### PROBLEM DESCRIPTION
Lines from the one containing "The function indicates a point for each instance of the narrow" through the last line of the data below are to be returned exactly; leave out the rest.

### INFORMATION PROVIDED

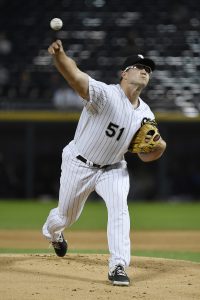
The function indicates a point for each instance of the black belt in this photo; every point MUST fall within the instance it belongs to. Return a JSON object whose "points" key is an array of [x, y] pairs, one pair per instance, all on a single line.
{"points": [[91, 163]]}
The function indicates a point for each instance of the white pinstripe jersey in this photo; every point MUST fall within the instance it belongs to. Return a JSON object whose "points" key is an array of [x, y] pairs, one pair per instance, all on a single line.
{"points": [[108, 123]]}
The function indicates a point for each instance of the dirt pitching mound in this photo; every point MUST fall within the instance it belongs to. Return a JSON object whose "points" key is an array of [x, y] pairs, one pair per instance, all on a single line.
{"points": [[78, 276]]}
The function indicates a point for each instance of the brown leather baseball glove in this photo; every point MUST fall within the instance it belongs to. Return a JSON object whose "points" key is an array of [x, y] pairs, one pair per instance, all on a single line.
{"points": [[146, 138]]}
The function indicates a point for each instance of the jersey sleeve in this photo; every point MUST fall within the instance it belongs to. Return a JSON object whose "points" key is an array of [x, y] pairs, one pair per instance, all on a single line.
{"points": [[97, 96]]}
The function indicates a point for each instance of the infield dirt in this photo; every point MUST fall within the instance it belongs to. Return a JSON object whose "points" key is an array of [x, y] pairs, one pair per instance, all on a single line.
{"points": [[84, 276]]}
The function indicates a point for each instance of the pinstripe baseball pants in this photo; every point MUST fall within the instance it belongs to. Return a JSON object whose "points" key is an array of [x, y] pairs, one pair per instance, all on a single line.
{"points": [[77, 182]]}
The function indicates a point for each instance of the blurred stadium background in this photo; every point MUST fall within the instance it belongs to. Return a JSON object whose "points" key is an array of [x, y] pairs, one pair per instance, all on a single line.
{"points": [[39, 112]]}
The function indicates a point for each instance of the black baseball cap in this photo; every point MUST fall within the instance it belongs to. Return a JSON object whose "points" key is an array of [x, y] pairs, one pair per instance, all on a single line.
{"points": [[138, 59]]}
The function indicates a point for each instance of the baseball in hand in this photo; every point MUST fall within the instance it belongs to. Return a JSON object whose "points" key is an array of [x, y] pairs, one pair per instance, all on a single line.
{"points": [[56, 24]]}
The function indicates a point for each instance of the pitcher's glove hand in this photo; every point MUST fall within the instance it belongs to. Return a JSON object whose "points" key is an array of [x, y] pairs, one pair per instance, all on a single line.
{"points": [[146, 138]]}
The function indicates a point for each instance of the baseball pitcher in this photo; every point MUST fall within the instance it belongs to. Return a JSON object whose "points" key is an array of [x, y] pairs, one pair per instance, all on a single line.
{"points": [[114, 120]]}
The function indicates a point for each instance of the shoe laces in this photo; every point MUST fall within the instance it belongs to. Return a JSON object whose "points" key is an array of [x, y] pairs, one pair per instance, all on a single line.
{"points": [[57, 244], [119, 270]]}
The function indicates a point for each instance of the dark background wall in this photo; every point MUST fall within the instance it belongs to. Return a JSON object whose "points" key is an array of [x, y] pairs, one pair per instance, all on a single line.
{"points": [[30, 158]]}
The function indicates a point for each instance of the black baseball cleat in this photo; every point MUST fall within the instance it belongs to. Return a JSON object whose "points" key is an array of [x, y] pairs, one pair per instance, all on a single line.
{"points": [[60, 246], [118, 276]]}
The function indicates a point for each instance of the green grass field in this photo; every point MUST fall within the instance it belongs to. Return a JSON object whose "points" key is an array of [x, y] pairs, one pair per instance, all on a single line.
{"points": [[144, 216]]}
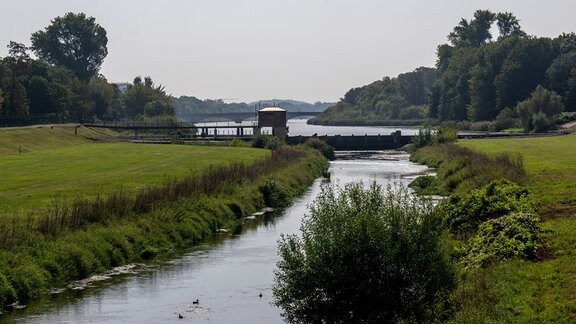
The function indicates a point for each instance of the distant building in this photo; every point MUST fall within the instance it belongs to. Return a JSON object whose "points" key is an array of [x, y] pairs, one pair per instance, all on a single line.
{"points": [[274, 117]]}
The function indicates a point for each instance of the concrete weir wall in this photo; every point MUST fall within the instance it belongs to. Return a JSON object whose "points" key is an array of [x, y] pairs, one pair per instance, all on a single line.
{"points": [[358, 143]]}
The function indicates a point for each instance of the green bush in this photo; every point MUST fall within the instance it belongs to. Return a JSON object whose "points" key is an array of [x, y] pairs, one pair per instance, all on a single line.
{"points": [[7, 292], [365, 256], [428, 185], [514, 235], [464, 213], [273, 194], [266, 141]]}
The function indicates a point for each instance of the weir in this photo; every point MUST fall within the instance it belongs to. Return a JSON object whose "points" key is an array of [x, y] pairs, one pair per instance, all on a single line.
{"points": [[358, 143]]}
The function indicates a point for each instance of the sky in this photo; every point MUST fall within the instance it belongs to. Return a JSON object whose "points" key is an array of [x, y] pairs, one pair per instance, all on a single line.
{"points": [[248, 50]]}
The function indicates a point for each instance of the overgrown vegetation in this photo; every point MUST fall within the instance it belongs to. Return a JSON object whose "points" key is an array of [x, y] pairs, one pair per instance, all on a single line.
{"points": [[323, 147], [511, 80], [402, 99], [64, 85], [73, 239], [366, 255], [463, 213], [462, 170], [513, 266]]}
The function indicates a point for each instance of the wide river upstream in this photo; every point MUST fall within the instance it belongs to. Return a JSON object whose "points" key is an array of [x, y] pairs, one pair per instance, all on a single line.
{"points": [[225, 275]]}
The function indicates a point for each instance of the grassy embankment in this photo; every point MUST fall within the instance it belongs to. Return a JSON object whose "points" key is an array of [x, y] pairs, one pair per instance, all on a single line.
{"points": [[530, 291], [71, 207]]}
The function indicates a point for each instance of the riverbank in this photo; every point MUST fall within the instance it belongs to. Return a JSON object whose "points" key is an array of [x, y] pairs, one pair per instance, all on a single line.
{"points": [[516, 290], [73, 241]]}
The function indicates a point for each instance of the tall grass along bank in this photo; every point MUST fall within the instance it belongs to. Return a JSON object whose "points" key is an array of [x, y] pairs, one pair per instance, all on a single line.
{"points": [[520, 266], [76, 238]]}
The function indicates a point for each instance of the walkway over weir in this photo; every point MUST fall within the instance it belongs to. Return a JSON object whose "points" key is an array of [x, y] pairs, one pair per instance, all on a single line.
{"points": [[237, 116]]}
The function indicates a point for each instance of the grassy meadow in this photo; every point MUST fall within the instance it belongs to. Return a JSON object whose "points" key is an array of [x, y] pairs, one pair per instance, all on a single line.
{"points": [[545, 290], [33, 180], [77, 202]]}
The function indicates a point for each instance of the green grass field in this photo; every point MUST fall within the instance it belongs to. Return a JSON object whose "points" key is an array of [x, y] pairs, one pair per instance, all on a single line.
{"points": [[542, 291], [550, 163], [57, 165]]}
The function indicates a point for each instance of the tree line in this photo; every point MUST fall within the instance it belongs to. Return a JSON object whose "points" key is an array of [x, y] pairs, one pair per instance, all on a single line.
{"points": [[514, 80], [63, 84], [403, 97]]}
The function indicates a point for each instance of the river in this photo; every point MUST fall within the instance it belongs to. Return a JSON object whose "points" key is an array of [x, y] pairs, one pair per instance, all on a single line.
{"points": [[226, 275]]}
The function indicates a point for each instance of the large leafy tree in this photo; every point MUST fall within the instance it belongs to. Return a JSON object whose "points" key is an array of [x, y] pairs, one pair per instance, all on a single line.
{"points": [[74, 41], [144, 99], [365, 256], [474, 33]]}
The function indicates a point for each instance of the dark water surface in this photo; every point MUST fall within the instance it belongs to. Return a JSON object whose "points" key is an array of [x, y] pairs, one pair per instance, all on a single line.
{"points": [[226, 274]]}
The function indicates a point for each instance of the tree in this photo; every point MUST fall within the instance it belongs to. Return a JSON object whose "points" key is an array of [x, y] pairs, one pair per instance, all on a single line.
{"points": [[474, 33], [366, 256], [508, 25], [146, 100], [18, 63], [74, 41], [537, 111]]}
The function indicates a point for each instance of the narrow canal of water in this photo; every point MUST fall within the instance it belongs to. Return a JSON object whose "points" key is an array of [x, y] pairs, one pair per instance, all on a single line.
{"points": [[226, 275]]}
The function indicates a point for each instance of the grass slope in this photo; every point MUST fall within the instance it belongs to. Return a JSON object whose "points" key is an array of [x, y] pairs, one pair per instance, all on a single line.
{"points": [[60, 166], [543, 291], [210, 188]]}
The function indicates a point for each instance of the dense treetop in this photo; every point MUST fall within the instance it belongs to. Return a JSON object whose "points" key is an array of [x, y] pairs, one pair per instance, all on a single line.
{"points": [[477, 79], [63, 84]]}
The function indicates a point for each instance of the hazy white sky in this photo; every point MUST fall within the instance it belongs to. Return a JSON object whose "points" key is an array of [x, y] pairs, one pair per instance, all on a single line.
{"points": [[244, 50]]}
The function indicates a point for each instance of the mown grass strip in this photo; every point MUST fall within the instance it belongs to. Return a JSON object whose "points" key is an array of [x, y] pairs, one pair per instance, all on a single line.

### RESPONSE AREA
The function indicates a point for each instance of the narrow canal of water in this photo; every point MUST fall within the instance it belongs to. Return a JSON object whose "points" key is an array of [x, y] pairs, one pair per instance, all on a single line.
{"points": [[226, 275]]}
The function indicates a point for each instance of the grass slope in this photo; every point MUST fall within the instance it belongs to. Return a JSON object whose "points" key is an array of [x, y] pairs, one pair per instance, all on a single line.
{"points": [[60, 166], [543, 291], [210, 188]]}
The function indicates a point for each instance of the dense treetop in this photo; every point MUST fall within the instance it belongs to. Return a JSON object whose "points" key is an array of [x, y] pairs, one pair per instance, all on a single line.
{"points": [[477, 79], [63, 84]]}
The function indicates a point for each instance of the hazy white sky in this photo; every point MUST fall within the instance it belongs to. Return a JSON object whose "points" key is an array of [x, y] pairs, one pair per instance, all on a single line.
{"points": [[244, 50]]}
The function indicates a point for each instance of the mown grass strip in this photo; every point MUST fall within the instance it belongs to. Return a JSON object whose "points" key is an array of [x, y] pairs, one pair per instance, all on a single line.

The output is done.